**Excerpt to read**
::::

Source code for pipelinex.mlflow_on_kedro.hooks.mlflow.mlflow_time_logger

import json
import re
import tempfile
import time
from importlib.util import find_spec
from logging import getLogger
from pathlib import Path
from pprint import pformat
from typing import Any, Callable, Dict  # NOQA

from kedro.pipeline.node import Node  # NOQA

from .mlflow_utils import hook_impl, mlflow_log_artifacts, mlflow_log_metrics

log = getLogger(__name__)


def _get_task_name(node: Node) -> str:
    func_name = (
        node._func_name.replace("<", "")
        .replace(">", "")
        .split(" ")[0]
        .split("(")[0]
        .split("=")[0]
        .split(".")[-1]
    )
    task_name = "{} -- {}".format(func_name[:20], " - ".join(node.outputs))
    task_name = re.sub(r"[^A-Za-z0-9\_\-\.\ \/]", " ", task_name)
    return task_name[:50]



[docs]
def dump_dict(filepath: str, d: dict):
    with open(filepath, "w") as outfile:
        json.dump(d, outfile)




[docs]
def load_dict(filepath: str):
    with open(filepath, "r") as outfile:
        d = json.load(outfile)
    return d




[docs]
class MLflowTimeLoggerHook:
    """
    Logs duration time to run each node (task) to MLflow.
    Optionally, the execution logs can be visualized as a Gantt chart by
    `plotly.figure_factory.create_gantt`
    (https://plotly.github.io/plotly.py-docs/generated/plotly.figure_factory.create_gantt.html)
    if `plotly` is installed.
    """


[docs]
    def __init__(
        self,
        gantt_filepath: str = None,
        gantt_params: Dict[str, Any] = {},
        metric_name_prefix: str = "_time_to_run ",
        task_name_func: Callable[[Node], str] = _get_task_name,
        time_log_filepath: str = None,
        enable_plotly: bool = True,
        enable_mlflow: bool = True,
    ):
        """

::::

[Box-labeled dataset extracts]
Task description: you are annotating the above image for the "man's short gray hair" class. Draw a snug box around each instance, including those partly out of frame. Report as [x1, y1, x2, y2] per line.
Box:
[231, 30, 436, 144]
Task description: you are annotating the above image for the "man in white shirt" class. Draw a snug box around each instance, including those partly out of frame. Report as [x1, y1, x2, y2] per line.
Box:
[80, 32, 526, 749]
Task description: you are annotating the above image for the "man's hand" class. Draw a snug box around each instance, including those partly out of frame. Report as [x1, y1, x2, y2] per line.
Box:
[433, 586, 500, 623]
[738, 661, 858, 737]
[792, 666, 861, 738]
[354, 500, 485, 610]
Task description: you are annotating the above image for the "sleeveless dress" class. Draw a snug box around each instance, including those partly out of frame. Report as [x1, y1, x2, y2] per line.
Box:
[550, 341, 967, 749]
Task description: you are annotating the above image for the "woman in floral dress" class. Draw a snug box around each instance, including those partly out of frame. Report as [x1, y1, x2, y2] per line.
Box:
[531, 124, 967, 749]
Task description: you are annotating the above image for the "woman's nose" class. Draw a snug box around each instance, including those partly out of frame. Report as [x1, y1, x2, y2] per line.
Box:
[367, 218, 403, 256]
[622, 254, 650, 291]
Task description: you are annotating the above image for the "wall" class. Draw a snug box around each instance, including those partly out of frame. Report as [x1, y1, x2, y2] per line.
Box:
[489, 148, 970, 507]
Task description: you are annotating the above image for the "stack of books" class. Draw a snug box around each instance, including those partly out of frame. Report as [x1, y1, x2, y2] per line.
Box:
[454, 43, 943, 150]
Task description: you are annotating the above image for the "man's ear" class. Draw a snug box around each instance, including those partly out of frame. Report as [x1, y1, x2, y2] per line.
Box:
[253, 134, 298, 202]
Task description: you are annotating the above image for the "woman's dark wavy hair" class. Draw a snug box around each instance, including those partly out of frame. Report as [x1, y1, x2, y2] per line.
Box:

::::

**Brief A**
According to the source code, which plotly function can draw the execution logs as a Gantt chart?
**Brief B**
Rewrite the rows from the first one through the line containing "[489, 148, 970, 507]", swapping "class" for "category" and leaving everything else unchanged.

**Written answer A**
`plotly.figure_factory.create_gantt`

**Written answer B**
Task description: you are annotating the above image for the "man's short gray hair" category. Draw a snug box around each instance, including those partly out of frame. Report as [x1, y1, x2, y2] per line.
Box:
[231, 30, 436, 144]
Task description: you are annotating the above image for the "man in white shirt" category. Draw a snug box around each instance, including those partly out of frame. Report as [x1, y1, x2, y2] per line.
Box:
[80, 32, 526, 749]
Task description: you are annotating the above image for the "man's hand" category. Draw a snug box around each instance, including those partly out of frame. Report as [x1, y1, x2, y2] per line.
Box:
[433, 586, 500, 623]
[738, 661, 858, 737]
[792, 666, 861, 738]
[354, 500, 485, 610]
Task description: you are annotating the above image for the "sleeveless dress" category. Draw a snug box around each instance, including those partly out of frame. Report as [x1, y1, x2, y2] per line.
Box:
[550, 341, 967, 749]
Task description: you are annotating the above image for the "woman in floral dress" category. Draw a snug box around each instance, including those partly out of frame. Report as [x1, y1, x2, y2] per line.
Box:
[531, 124, 967, 749]
Task description: you are annotating the above image for the "woman's nose" category. Draw a snug box around each instance, including those partly out of frame. Report as [x1, y1, x2, y2] per line.
Box:
[367, 218, 403, 256]
[622, 254, 650, 291]
Task description: you are annotating the above image for the "wall" category. Draw a snug box around each instance, including those partly out of frame. Report as [x1, y1, x2, y2] per line.
Box:
[489, 148, 970, 507]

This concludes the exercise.